* SELECTED TEXT *
-- START --

Jonathan Bell and Mervyn Watson, curators in the Ulster Folk and Transport Museum in Cultra near Belfast for more than thirty years, position this work on Irish farming life carefully between formal, sometimes elitist, history and a more socially adaptive, community-centred idea of heritage. Human relations and relationships are kept center-stage. Having set out their stall, “a good economy (was) one that ensured the well-being of people participating in it,” the authors move on to the twentieth century. The book is suffused with evocative stories from the authors’ experience of fieldwork and we are reminded that the failings of memory are often compensated for by a complex richness of agency, irony, feelings, contradiction, ingenuity, and generosity. They don’t shy away from the inevitable stereotypes that drift casually in and out of many folk, and some professional, anthropologies of Ireland. They are all here, the peasant irrationally prejudiced against improvement; the overbearing father, the gentle mother, and the depressed old bachelor. The key word is “life” from the outset as the focus adjusts again and again to settle on the ceaseless cycle of challenge and change and, particularly perhaps, the postfamine watershed or postindustrial sisyphism. This period is depicted in some historiography as a massive cultural failure by a people overdue a wakeup call from an increasingly emboldened and crusading modernity. The epic human toll of the famine and the socio-political and economic re-alignment of its aftermath deeply disfigured social and cultural relations in Ireland. On the heels of mass dispersal and death the emphasis, both positive and negative, externally and internally, at times seems to have fallen on the family and much of what followed was survivalist and reactionary. The authors mention the anthropological panorama of arranged marriages, increased bachelorhood, emigration, and accelerated atomization in communities that sometimes led, as Hugh Brody’s work shows, and unsurprisingly it must be said, to despair and hopelessness.
A few of the canonical themes in some strands of the anthropology of Ireland appear to owe something to the legal experience of early anthropologists. There are references from and to the thematic templates of the works of Solon Kimball, Conrad Arensberg, John Messenger, and Hugh Brody, on topics such as family, community, and inheritance, throughout the work. It is testament to the depth of knowledge of the authors that they are in a position to re-appraise some of the contentions. They dispute, for example, Messenger’s view that selective inheritance led Irish sons to hate their fathers. They contend instead that by the time Messenger was writing many sons didn’t want to inherit farms. The book is not confined to ethnographic literature alone; it is liberally interspersed with literary evidence, not to mention an impressive array of photographs and artworks, which achieve a pleasant chiaroscuro. On the role of the father we are treated to the haunting poetry of Patrick Kavanagh, as well as the observant and sensitive prose of John McGahern, that succeeds in dissipating some of the melancholy. For mothers we are taken to the music of old favorites like Bridie Gallagher and Big Tom. All of this is further enriched by personal anecdotes and recollections. It seems moody and reflective by design and there is an attempt to achieve balance throughout; for example the enforced nature of some arranged marriages contrasts with others that were successful.

-- END --

* PROBLEM REQUIREMENTS *
Summarize the review in three sentences. Rely on the review alone for the task.

* DATA SHOWN *
-- START --

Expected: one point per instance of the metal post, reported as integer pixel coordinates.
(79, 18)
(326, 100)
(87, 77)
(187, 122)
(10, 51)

-- END --

* RESPONSE TO THIS EXERCISE *
Jonathan Bell and Mervyn Watson, curators at the Ulster Folk and Transport Museum for more than thirty years, have written a work on Irish farming life that keeps human relations center-stage and is filled with stories from their fieldwork. They confront familiar stereotypes from anthropologies of Ireland and re-appraise some earlier contentions, disputing, for example, Messenger's view that selective inheritance led Irish sons to hate their fathers. Beyond ethnographic literature, the book draws on literary evidence, music, photographs, artworks and personal anecdotes, and it attempts to achieve balance throughout.